#### Your instructions
Before you reproduce the entries that follow, strip out any image they contain and keep the rest exact.
___ Records to use ___
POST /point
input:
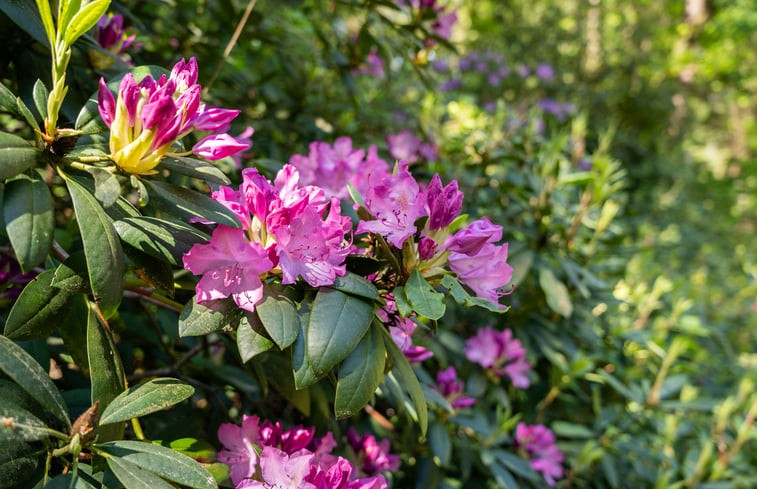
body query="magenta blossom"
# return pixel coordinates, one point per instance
(373, 457)
(452, 389)
(500, 353)
(538, 444)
___
#### Output for this task
POST /point
input:
body query="magenta blossom"
# return pixel coordinates, one point per instance
(373, 457)
(452, 389)
(500, 353)
(538, 444)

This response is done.